Goal. Return, character for character, every line from the one holding "One point belongs to every instance of the dark" through the one holding "Target: dark navy suit jacket", both ends included. Leave any picture out of your reply.

Extracted entries.
■ ■ ■

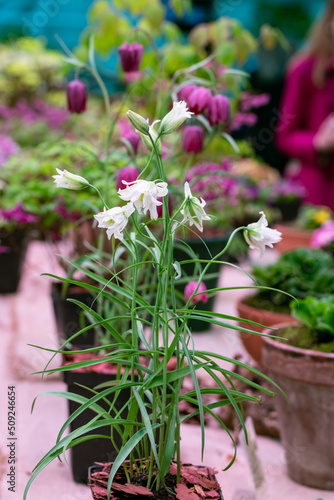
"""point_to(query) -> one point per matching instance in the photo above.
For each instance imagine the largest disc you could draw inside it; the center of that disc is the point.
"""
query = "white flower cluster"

■ ■ ■

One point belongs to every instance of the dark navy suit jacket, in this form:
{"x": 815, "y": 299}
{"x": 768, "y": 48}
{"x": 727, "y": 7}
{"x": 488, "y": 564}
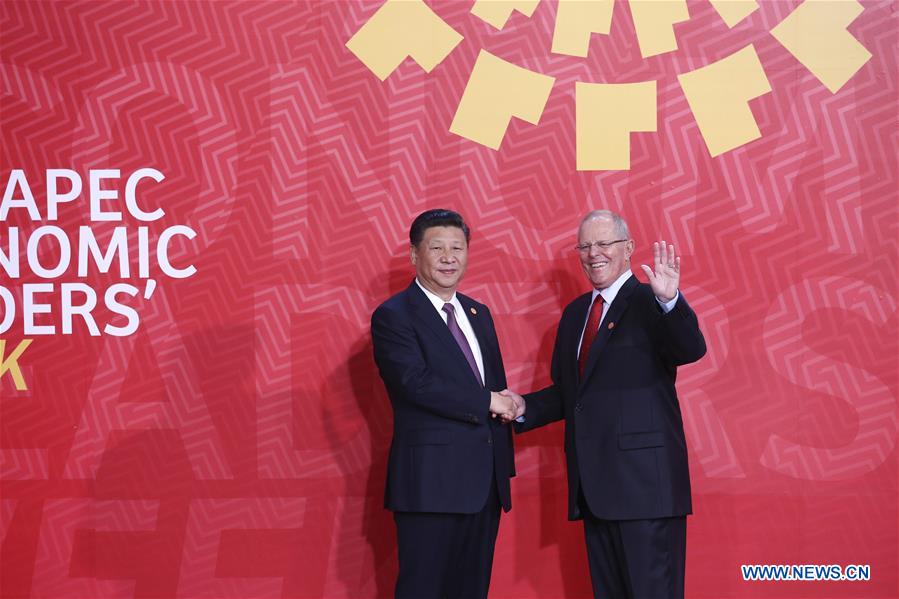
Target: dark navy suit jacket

■ ■ ■

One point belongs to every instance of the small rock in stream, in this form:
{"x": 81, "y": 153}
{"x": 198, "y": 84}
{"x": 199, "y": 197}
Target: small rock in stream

■ ■ ■

The solution.
One point belongs to every instance of the dark navy suit jacket, in this form:
{"x": 815, "y": 299}
{"x": 768, "y": 48}
{"x": 727, "y": 7}
{"x": 488, "y": 564}
Target: dark navy suit jacket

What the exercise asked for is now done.